■ **Task to complete**
Retype the material below without changing a single character, space, or line break.
[Entries provided start]
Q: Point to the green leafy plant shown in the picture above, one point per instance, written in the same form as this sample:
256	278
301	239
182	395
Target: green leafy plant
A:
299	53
[Entries provided end]
■ **Answer for the task**
Q: Point to the green leafy plant shown in the picture above, one point per instance, written in the same form as this sample:
256	278
301	239
182	395
Target: green leafy plant
A:
299	53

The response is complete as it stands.